ABOUT THIS TASK:
Taking the line that contains "Query: cargo container" as the first and the final line of the records as the last, write out every line between them exactly, ends included, and nothing else.

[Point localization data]
--------------------

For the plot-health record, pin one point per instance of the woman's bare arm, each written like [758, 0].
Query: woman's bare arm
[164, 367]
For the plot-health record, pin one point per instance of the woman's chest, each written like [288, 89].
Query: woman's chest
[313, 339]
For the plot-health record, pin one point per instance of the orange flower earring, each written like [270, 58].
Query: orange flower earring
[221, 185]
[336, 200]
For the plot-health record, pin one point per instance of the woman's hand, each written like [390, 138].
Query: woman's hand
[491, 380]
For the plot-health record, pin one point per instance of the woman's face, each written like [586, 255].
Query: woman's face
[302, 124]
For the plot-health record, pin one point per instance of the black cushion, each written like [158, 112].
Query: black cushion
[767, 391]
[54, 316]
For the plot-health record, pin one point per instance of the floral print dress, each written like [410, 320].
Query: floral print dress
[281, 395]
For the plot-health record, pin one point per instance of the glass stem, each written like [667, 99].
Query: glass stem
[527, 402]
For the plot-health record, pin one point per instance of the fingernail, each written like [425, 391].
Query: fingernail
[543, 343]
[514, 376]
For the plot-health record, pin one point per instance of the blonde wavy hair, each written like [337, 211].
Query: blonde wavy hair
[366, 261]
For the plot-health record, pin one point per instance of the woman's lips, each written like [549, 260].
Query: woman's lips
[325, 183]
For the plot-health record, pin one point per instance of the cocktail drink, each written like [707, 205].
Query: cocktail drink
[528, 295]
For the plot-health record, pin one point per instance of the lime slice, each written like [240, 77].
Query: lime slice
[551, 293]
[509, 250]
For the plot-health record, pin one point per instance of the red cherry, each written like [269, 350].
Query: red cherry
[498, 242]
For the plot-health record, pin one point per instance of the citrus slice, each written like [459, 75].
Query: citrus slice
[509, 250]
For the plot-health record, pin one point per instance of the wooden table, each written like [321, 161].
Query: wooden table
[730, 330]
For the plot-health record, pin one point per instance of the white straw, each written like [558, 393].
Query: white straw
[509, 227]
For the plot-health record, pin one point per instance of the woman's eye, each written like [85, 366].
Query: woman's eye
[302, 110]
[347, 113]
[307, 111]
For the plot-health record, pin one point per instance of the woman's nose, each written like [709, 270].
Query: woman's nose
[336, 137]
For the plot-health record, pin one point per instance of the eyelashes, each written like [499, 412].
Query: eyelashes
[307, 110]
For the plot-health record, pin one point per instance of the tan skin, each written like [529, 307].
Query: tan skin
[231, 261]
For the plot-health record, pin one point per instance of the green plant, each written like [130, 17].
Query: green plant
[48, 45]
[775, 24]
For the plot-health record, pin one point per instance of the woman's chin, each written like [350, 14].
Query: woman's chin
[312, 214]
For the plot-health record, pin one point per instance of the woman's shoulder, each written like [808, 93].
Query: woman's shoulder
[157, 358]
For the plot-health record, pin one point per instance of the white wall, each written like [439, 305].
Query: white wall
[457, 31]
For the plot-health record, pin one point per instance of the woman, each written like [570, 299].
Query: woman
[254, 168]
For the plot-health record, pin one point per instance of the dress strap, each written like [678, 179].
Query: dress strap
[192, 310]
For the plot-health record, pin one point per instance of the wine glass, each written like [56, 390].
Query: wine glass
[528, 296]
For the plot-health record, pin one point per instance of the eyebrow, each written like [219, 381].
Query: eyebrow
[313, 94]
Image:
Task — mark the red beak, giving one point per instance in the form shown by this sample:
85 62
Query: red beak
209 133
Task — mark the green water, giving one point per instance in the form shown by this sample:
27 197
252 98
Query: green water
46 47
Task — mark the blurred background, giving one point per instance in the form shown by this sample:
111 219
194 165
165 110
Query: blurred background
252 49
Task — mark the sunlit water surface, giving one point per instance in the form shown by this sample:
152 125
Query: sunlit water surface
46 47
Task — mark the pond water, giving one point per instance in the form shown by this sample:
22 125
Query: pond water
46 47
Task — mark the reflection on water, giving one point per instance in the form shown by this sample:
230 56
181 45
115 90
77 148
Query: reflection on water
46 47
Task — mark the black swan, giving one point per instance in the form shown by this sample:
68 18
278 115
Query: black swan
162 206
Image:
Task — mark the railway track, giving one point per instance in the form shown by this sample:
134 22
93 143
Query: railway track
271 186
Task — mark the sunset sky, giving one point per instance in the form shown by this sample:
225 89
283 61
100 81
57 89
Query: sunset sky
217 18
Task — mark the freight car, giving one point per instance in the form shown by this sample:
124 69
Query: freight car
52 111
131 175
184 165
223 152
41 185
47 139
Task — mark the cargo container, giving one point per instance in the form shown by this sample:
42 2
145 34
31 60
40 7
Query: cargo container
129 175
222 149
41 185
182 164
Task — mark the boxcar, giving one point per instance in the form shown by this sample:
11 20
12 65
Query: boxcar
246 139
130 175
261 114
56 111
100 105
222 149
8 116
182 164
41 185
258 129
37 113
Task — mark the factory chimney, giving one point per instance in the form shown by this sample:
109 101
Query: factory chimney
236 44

--------------------

OUTPUT FOR THIS EXERCISE:
Query: cargo container
129 175
222 149
41 185
182 164
Task — mark the boxcar, giving one point per instance in the form shown by this sample:
11 20
12 65
Query: boxcar
246 139
130 175
261 114
56 111
100 105
222 149
8 116
182 164
41 185
258 129
37 113
Task — mark the factory chimney, giving one point per instance in the form shown by this sample:
109 101
Query: factory chimney
236 44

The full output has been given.